The records that follow are to be reproduced exactly. Any pictures in them are left out.

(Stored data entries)
= = = = =
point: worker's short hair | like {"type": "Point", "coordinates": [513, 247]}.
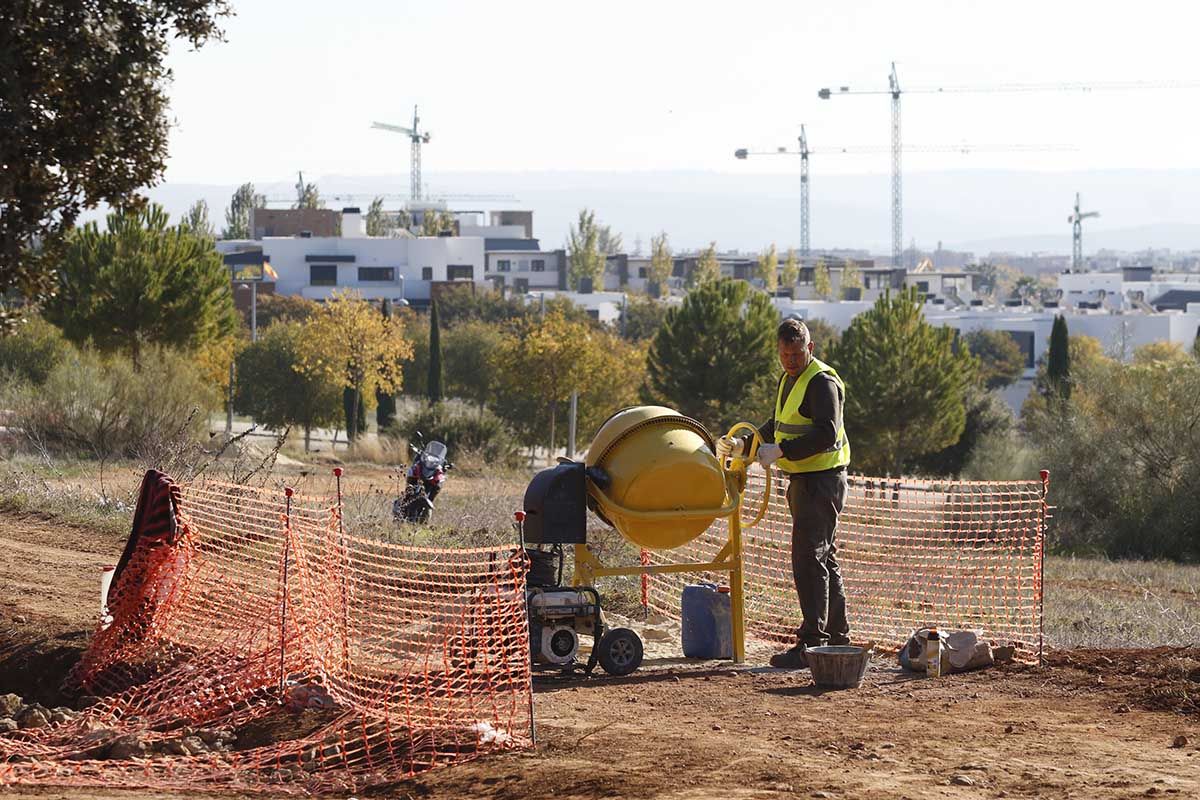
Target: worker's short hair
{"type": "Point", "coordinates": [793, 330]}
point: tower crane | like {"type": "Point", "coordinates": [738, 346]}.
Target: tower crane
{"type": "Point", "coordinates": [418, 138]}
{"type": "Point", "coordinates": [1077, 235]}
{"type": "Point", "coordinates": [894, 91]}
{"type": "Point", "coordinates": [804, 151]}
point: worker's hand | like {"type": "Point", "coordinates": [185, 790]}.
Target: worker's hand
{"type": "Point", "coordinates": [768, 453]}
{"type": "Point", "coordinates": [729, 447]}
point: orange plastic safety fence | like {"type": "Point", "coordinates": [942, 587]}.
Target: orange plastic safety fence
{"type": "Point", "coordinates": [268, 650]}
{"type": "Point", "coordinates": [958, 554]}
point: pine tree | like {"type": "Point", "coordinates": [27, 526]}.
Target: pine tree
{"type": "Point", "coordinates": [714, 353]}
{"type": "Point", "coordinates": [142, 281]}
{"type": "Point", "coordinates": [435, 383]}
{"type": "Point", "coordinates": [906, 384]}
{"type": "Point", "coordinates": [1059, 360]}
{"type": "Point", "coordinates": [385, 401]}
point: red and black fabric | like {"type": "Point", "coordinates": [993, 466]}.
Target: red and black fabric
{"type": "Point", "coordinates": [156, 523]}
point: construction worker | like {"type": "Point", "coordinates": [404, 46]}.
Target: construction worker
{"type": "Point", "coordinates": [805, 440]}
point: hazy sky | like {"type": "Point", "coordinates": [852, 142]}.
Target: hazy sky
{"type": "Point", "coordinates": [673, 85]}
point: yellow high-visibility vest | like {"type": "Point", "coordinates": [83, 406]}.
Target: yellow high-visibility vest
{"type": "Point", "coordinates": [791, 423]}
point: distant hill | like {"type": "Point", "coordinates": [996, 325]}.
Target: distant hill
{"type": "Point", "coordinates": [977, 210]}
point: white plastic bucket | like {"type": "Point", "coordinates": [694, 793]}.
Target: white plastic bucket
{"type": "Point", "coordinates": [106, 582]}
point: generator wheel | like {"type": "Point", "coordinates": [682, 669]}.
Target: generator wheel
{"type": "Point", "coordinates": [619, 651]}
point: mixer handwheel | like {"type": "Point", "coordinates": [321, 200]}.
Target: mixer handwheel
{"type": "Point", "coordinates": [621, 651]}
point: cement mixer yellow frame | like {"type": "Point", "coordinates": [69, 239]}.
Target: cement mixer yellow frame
= = = = =
● **Answer**:
point: worker's short hair | like {"type": "Point", "coordinates": [513, 247]}.
Target: worker's short hair
{"type": "Point", "coordinates": [793, 330]}
point: tower crane | like {"type": "Point", "coordinates": [738, 346]}.
Target: tower crane
{"type": "Point", "coordinates": [418, 138]}
{"type": "Point", "coordinates": [1077, 235]}
{"type": "Point", "coordinates": [894, 91]}
{"type": "Point", "coordinates": [804, 151]}
point: worker's hand | like {"type": "Point", "coordinates": [185, 790]}.
Target: worker's hand
{"type": "Point", "coordinates": [768, 453]}
{"type": "Point", "coordinates": [729, 447]}
point: orange plastic safety fence | like {"type": "Point", "coordinates": [942, 587]}.
Target: orange plastic safety fence
{"type": "Point", "coordinates": [268, 650]}
{"type": "Point", "coordinates": [958, 554]}
point: pine tree | like {"type": "Point", "coordinates": [27, 526]}.
Target: pine tree
{"type": "Point", "coordinates": [714, 353]}
{"type": "Point", "coordinates": [142, 281]}
{"type": "Point", "coordinates": [435, 383]}
{"type": "Point", "coordinates": [906, 384]}
{"type": "Point", "coordinates": [1059, 360]}
{"type": "Point", "coordinates": [385, 401]}
point: red and black fabric | like {"type": "Point", "coordinates": [993, 466]}.
Target: red and black fabric
{"type": "Point", "coordinates": [156, 523]}
point: construction worker | like {"type": "Point", "coordinates": [404, 46]}.
Target: construction worker
{"type": "Point", "coordinates": [805, 440]}
point: hazy sky | like {"type": "Point", "coordinates": [852, 142]}.
Target: hazy sky
{"type": "Point", "coordinates": [673, 85]}
point: yellow high-visibility vest | like {"type": "Point", "coordinates": [83, 406]}.
Target: yellow high-visibility vest
{"type": "Point", "coordinates": [791, 423]}
point: distant hill | like {"type": "Point", "coordinates": [996, 325]}.
Target: distant hill
{"type": "Point", "coordinates": [977, 210]}
point: white plastic bucket | like {"type": "Point", "coordinates": [694, 793]}.
Target: white plastic bucket
{"type": "Point", "coordinates": [106, 582]}
point: generator wheel | like {"type": "Point", "coordinates": [682, 669]}.
Target: generator wheel
{"type": "Point", "coordinates": [619, 651]}
point: mixer handwheel | like {"type": "Point", "coordinates": [321, 200]}.
Target: mixer handwheel
{"type": "Point", "coordinates": [621, 651]}
point: cement mixer yellow frame | like {"type": "Point", "coordinates": [69, 239]}.
Target: cement mixer yellow frame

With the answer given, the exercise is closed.